Return every line of the records below that contains the word "fuchsia", copying each line in full.

**Records for processing**
__________

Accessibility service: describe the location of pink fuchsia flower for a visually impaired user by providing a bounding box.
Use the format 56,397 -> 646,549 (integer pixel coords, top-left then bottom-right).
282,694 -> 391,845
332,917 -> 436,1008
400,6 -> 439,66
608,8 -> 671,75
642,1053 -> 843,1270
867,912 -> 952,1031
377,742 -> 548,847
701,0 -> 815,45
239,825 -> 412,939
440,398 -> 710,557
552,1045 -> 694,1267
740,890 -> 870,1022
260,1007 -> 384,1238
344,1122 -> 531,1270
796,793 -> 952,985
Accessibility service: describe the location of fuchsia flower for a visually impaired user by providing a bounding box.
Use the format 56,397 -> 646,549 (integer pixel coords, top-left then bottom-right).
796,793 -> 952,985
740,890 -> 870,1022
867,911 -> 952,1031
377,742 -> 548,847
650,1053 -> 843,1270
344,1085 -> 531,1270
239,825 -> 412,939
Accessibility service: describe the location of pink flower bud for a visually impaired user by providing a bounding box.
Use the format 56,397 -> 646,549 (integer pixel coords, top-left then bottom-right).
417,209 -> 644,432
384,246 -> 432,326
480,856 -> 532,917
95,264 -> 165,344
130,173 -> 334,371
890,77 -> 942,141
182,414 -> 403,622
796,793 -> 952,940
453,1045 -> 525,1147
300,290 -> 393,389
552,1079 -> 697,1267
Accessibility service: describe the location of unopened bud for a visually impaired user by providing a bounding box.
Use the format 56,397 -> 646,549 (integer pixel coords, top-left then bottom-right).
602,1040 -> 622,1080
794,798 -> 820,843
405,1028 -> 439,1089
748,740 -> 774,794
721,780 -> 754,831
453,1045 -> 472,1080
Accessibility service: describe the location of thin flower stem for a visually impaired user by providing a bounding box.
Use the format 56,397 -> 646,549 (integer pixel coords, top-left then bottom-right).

__________

**Correct response**
Accessibility service: describe the location of pink fuchsia flower for a visually impaired user by providing a bounding box.
Accessibility service: describe the location of fuchsia flower for a visually impaired user by providing a bounding box.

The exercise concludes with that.